▶ _Source data_
%%

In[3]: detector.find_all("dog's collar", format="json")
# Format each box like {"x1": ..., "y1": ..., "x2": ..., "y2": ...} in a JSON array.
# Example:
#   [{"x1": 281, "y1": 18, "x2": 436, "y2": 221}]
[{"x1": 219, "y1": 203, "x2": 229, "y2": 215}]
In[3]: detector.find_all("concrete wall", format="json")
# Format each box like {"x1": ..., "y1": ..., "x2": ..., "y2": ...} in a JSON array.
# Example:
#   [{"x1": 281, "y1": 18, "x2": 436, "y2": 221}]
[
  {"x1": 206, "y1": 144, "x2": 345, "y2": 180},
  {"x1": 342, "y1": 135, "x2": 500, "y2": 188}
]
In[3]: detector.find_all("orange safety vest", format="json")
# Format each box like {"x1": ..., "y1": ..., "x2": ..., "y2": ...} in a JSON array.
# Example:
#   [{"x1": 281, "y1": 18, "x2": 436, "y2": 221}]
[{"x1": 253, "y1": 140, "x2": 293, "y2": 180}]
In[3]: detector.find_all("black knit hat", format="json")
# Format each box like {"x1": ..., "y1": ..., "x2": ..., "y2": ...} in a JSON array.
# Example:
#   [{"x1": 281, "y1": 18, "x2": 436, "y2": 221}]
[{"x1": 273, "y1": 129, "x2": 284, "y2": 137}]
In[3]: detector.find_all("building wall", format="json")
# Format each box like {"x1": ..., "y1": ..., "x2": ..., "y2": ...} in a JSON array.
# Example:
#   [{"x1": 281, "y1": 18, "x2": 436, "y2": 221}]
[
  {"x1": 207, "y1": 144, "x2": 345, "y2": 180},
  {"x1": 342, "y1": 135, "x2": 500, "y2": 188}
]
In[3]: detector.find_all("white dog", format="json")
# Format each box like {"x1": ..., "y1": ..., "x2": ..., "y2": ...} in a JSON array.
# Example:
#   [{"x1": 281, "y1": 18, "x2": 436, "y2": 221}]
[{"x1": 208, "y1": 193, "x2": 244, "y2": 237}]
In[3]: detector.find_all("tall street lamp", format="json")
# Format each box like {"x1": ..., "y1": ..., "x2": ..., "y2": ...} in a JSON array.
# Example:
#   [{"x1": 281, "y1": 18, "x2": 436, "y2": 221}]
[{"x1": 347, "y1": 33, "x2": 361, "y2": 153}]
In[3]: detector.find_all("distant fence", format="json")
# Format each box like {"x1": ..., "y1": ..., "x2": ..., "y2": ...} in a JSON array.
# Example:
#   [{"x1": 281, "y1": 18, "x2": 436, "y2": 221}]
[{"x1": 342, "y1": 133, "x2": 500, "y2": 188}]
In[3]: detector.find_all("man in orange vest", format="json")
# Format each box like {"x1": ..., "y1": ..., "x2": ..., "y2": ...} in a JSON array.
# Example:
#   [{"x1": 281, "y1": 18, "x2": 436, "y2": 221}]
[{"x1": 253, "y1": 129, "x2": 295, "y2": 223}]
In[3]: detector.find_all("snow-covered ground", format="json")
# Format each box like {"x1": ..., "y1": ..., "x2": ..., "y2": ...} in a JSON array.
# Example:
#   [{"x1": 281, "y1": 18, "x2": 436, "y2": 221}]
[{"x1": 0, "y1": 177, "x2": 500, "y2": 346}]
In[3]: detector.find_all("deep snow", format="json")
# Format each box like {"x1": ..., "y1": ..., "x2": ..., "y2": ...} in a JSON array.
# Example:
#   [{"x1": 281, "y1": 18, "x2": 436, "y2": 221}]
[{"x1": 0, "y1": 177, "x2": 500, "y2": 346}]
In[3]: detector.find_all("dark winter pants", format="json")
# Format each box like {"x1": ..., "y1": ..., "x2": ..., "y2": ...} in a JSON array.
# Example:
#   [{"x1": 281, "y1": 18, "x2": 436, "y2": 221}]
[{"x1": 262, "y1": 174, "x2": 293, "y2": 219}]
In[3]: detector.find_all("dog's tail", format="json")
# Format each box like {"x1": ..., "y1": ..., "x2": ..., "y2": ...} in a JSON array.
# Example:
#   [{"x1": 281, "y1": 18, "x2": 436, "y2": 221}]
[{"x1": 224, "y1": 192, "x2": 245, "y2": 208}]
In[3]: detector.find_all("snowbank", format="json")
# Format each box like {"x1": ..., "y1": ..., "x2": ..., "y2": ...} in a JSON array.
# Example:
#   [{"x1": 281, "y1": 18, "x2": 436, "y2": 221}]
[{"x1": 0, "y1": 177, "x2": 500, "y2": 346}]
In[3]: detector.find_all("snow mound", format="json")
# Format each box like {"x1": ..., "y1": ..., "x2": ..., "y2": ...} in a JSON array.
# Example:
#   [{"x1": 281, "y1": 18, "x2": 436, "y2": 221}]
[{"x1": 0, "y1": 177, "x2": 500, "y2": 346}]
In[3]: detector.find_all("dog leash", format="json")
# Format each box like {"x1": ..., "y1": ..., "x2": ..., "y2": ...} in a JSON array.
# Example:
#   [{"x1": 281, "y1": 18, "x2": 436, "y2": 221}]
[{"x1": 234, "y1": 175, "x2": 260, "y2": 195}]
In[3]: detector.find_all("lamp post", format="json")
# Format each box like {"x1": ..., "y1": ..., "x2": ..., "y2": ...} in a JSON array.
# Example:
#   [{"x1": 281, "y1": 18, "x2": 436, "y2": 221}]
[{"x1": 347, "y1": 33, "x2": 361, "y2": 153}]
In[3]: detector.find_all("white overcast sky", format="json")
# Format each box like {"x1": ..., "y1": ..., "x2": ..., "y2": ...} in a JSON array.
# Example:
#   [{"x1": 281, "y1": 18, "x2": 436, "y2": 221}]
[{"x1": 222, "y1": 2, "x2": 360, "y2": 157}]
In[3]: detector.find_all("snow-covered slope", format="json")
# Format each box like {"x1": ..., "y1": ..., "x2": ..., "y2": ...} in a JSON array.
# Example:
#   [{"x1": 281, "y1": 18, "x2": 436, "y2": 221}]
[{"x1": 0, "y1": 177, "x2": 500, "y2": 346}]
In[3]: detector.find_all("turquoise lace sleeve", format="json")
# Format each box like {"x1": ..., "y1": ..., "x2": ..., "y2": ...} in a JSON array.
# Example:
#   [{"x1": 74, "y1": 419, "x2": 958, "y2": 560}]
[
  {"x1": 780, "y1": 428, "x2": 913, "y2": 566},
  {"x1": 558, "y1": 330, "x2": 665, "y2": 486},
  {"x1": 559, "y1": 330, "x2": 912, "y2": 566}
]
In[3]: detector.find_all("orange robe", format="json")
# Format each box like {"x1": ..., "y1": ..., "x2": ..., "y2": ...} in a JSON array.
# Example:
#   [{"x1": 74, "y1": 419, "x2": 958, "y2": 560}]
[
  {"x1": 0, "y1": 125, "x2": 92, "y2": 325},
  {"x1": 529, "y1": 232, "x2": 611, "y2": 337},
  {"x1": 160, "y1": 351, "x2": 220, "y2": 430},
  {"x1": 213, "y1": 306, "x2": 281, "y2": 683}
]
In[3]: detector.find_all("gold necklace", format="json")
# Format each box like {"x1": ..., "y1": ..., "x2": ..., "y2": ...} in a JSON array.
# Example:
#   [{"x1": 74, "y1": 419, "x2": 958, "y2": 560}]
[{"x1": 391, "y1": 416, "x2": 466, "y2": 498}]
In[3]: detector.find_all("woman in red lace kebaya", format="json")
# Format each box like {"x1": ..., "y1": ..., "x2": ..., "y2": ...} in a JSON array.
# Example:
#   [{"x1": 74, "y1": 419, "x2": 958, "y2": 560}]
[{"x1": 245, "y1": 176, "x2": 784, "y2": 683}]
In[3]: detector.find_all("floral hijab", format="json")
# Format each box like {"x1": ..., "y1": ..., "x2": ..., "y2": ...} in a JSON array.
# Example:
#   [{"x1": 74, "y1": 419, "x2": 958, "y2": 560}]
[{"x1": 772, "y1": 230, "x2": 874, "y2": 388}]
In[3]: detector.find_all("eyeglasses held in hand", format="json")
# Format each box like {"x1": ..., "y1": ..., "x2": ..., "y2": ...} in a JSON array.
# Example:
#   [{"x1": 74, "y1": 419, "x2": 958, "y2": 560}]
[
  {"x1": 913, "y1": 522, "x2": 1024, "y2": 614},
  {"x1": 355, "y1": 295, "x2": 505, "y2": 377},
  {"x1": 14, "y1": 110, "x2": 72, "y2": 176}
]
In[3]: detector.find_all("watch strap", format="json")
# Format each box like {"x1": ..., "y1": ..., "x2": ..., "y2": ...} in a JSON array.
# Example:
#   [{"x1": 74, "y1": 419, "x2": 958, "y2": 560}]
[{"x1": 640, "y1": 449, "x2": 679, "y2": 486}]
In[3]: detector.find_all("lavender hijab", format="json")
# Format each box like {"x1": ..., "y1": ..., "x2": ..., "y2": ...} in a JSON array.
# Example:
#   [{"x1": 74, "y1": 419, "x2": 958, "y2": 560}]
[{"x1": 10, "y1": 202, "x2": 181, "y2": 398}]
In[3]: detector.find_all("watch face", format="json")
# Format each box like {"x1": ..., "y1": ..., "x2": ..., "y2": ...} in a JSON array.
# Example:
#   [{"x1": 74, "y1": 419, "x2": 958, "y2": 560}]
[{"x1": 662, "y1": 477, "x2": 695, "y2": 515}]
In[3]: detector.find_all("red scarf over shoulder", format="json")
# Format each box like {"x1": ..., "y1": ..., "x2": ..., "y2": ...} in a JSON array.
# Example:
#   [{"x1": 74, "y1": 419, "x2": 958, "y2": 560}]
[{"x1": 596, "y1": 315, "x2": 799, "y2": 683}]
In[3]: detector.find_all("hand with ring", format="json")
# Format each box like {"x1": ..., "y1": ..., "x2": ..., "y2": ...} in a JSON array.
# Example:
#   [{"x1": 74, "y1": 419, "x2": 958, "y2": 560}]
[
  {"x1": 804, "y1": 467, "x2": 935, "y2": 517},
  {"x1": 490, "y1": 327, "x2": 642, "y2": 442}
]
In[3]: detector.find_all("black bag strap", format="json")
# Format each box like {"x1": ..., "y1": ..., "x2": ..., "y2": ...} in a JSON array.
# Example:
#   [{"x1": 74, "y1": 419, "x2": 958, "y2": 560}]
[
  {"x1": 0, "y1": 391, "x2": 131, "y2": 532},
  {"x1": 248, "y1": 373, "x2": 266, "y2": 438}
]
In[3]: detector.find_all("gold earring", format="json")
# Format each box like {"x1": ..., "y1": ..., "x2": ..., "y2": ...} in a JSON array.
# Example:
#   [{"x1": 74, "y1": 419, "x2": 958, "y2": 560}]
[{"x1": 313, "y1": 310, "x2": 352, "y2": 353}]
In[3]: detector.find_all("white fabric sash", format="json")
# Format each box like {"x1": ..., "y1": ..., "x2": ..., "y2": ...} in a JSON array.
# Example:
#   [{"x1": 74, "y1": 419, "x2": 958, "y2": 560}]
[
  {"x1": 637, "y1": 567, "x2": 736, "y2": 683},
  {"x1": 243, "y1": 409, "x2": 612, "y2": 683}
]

%%

▶ _PROBLEM TO SOLVE_
Filter the data above down to every line that contains the string "hijab", matching case exactly.

▶ _WRITTEN REPLY_
In[3]: detector.find_all("floral hijab", format="json")
In[3]: detector.find_all("lavender hijab", format="json")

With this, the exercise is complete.